> [WRITTEN INSTRUCTION 1]
Answer these questions about the text on Oracle indexes:
(a) Which two commands might be run on the index every few days?
(b) Which tool does the commenter say was usually used to add the indexes after the fact?
(c) According to the reply at the end, fixing something not done properly at the start takes how much of the work, time and risk of doing it right?

> [TEXT SECTION]
## Begin

The only remaining issue to consider is whether there is anything about the nature of our processing that suggests the need for housekeeping on these indexes – and the index on trunc(update_date) is an ideal candidate for consideration.

As we update data, we are going to delete entries from blocks in the left hand end of the index and insert them at the right hand end of the index. Depending on the rate and pattern of updates it is possible that a large number of blocks at the left hand end of the index will become close to empty – this could have a significant impact on the effectiveness of the buffer cache and might encourage us to use the coalesce command or shrink space compact command on the index every few days. (If this sounds familiar, I have written about this particular index in the past.)

Having thought about that, you might then wonder why we have an index on trunc(update_date) at all. A query that tries to find all rows updated on a certain date, or range of dates, may have to jump around all over the table to acquire a lot of data. Who wants to do this, and how often? It’s possible that the index exists for a particular report that runs just once per day – so maybe there is an argument for dropping this index as well.

Conclusion:

It’s very easy to create more indexes than you really need, and indexes can be very expensive to maintain. Sometimes you can spot “obviously” redundant indexes simply by inspecting index names and column names. A few reasonable guesses may allow you to drop some indexes and make others more efficient with a minimum of risk and effort.

Comments (17)

17 Comments »

Jonathan,
Great article. Many data architects / DBAs / developers do not give enough thought to the indexing strategy that is employed until an application is deployed and database performance becomes an issue. Then, they start adding indexes on an ad-hoc basis to solve some particular problem.

I recently came across a database that was over-indexed. You could tell based on naming conventions, which indexes were added after the fact, and usually by what tool (Enterprise Manager – SQL Tuning Advisor). The problem I ran into, was that to make any change (remove / consolidate) indexes was a project on its own. (ie. Set-up a QA database, characterise the performance of the application, fix the indexes, re-characterise the performance to identify negative / positive effects ) Of course you need to get everyone to buy into doing this – Business Analysts, Developers, QA, Product Managers – and until the pain of poor application performance is significant enough, the status quo wins.

Hopefully, as more people read your work, and the works of others in the Oracle community, about how Oracle works, the quality of deployed applications and the databases they run against will get better.

Philip

Comment by Philip Papadopoulos (@pmpapadopoulos) — January 10, 2013 @ 7:02 pm GMT Jan 10,2013 | Reply
- But that is not how it always is?
  Fixing something that was not properly done initially is double (or triple) the work,time and risk of doing things right from the beginning.

## End

(Lines of data)
## Begin

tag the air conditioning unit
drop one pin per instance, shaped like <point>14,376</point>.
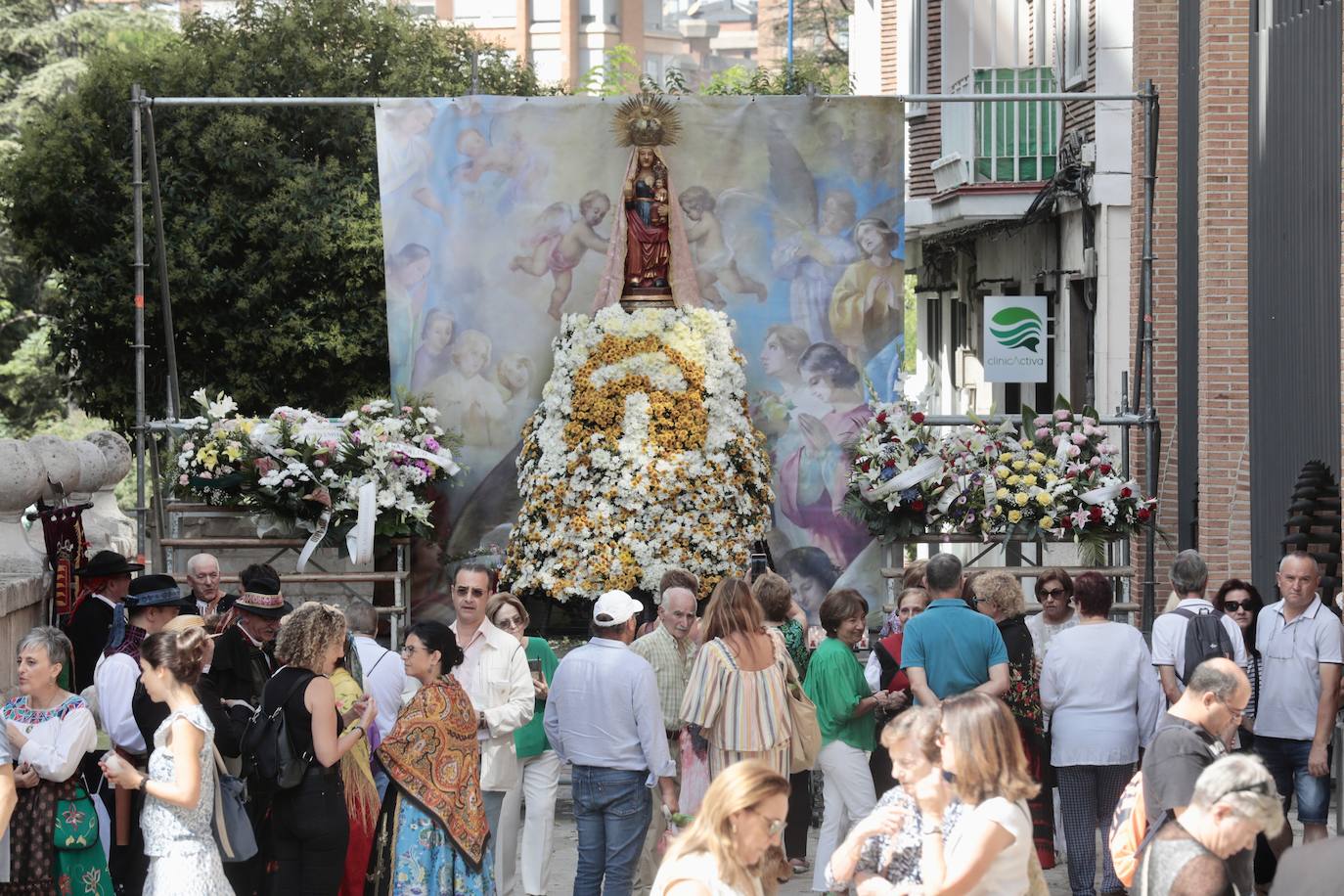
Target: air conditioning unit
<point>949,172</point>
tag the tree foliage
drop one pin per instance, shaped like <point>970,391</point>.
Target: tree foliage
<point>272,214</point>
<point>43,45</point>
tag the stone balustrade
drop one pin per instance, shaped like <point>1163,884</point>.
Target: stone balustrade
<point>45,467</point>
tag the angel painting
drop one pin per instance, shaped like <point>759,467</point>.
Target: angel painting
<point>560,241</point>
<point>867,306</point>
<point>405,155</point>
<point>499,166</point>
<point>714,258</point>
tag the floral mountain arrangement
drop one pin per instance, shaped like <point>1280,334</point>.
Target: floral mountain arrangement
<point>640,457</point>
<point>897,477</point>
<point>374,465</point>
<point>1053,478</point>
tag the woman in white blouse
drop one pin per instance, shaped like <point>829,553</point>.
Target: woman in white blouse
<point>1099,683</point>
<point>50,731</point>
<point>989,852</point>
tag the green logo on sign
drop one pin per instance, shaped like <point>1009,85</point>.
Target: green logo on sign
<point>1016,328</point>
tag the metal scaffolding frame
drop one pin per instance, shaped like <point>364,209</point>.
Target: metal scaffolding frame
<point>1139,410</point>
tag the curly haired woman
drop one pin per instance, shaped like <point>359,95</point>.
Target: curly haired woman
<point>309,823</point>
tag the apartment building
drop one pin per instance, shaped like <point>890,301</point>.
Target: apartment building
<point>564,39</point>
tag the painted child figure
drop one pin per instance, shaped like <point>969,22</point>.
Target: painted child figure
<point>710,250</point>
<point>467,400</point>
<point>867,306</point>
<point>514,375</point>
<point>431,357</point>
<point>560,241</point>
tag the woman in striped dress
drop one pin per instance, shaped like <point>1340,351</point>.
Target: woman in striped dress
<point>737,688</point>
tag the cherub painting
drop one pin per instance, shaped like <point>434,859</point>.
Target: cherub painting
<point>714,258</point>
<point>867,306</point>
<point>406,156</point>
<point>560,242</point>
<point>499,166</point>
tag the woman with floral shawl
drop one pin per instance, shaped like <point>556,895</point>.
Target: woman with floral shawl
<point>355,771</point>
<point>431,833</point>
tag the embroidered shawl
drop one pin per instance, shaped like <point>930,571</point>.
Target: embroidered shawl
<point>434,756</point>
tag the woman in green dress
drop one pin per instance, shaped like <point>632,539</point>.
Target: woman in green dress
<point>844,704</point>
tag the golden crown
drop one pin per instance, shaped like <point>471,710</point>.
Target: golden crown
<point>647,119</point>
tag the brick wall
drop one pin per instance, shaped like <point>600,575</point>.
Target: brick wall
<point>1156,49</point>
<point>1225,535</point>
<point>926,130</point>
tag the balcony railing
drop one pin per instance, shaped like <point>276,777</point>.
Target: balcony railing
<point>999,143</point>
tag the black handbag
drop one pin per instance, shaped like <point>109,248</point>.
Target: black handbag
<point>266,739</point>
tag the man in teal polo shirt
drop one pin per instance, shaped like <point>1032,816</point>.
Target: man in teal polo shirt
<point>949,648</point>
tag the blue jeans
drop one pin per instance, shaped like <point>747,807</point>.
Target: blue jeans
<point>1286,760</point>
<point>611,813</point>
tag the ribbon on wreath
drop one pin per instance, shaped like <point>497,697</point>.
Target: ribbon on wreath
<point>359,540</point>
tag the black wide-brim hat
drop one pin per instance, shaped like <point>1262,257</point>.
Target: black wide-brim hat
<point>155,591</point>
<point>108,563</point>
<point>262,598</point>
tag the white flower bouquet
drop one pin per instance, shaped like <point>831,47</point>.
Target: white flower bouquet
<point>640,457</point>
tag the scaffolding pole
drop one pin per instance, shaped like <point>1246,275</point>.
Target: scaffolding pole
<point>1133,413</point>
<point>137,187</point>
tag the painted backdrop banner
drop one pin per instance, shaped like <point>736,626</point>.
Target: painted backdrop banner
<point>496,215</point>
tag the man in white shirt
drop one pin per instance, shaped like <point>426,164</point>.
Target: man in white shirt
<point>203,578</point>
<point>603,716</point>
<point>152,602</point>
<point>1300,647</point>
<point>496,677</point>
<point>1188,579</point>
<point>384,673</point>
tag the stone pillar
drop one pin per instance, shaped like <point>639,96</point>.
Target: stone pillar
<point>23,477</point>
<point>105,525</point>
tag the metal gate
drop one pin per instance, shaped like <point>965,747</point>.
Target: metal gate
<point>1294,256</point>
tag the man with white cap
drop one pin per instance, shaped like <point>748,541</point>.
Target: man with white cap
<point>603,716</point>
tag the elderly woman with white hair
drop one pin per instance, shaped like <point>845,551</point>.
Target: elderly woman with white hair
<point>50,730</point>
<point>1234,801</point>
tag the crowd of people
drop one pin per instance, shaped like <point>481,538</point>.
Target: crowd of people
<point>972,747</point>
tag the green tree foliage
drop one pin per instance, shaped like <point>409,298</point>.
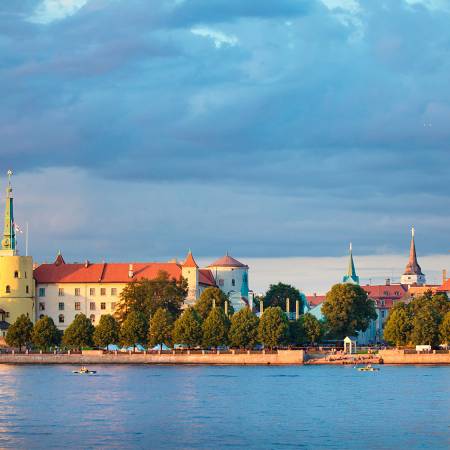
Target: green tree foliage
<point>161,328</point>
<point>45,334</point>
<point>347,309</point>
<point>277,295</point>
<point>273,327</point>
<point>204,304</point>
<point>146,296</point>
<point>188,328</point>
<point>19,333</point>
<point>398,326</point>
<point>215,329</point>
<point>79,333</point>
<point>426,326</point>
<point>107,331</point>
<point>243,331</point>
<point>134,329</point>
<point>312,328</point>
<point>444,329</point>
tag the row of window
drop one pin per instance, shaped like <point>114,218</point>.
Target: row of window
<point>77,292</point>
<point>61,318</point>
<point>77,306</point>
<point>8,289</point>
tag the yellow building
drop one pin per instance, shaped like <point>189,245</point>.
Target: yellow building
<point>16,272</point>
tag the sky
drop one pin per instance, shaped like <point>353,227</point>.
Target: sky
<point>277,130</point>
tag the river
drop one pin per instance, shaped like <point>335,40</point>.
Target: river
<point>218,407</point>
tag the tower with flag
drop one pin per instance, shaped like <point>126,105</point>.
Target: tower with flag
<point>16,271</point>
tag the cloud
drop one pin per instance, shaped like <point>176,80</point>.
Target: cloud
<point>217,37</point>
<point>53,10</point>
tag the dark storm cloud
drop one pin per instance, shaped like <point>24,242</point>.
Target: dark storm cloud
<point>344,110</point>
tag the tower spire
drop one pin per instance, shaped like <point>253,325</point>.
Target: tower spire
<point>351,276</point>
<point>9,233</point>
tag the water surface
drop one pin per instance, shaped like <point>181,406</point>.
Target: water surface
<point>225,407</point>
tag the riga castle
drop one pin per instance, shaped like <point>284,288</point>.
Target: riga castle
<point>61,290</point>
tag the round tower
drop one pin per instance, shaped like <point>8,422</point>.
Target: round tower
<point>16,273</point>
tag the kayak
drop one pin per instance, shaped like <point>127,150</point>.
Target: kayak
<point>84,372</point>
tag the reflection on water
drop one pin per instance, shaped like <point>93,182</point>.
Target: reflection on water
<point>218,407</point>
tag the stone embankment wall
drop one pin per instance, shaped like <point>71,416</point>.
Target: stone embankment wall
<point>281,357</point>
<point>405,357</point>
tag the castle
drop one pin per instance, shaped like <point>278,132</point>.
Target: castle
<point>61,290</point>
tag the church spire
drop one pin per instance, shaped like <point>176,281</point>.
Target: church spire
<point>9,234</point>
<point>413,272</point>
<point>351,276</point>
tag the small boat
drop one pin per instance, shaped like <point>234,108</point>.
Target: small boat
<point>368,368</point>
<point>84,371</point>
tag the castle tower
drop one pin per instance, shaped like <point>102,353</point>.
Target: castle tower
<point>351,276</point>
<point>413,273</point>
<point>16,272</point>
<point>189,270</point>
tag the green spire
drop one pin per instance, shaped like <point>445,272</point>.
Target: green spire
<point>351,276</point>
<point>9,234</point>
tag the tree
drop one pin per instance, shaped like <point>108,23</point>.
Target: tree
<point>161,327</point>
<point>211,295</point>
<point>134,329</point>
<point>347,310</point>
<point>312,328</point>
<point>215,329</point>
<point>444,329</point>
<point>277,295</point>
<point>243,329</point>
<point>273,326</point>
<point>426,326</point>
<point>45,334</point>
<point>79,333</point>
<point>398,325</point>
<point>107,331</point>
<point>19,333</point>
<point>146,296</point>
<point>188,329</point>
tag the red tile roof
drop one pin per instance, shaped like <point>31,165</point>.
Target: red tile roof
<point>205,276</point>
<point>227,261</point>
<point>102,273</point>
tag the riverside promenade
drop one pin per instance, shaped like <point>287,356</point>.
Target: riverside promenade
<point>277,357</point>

## End

> [WRITTEN INSTRUCTION 2]
Copy the listing from the line containing "tag the riverside promenade" through the end of the listing, inclusive.

> [PROBLEM SOLUTION 1]
(a) The coalesce command or the shrink space compact command.
(b) Enterprise Manager – SQL Tuning Advisor.
(c) Double (or triple).

> [PROBLEM SOLUTION 2]
tag the riverside promenade
drop one pin per instance, shaped like <point>287,356</point>.
Target: riverside promenade
<point>277,357</point>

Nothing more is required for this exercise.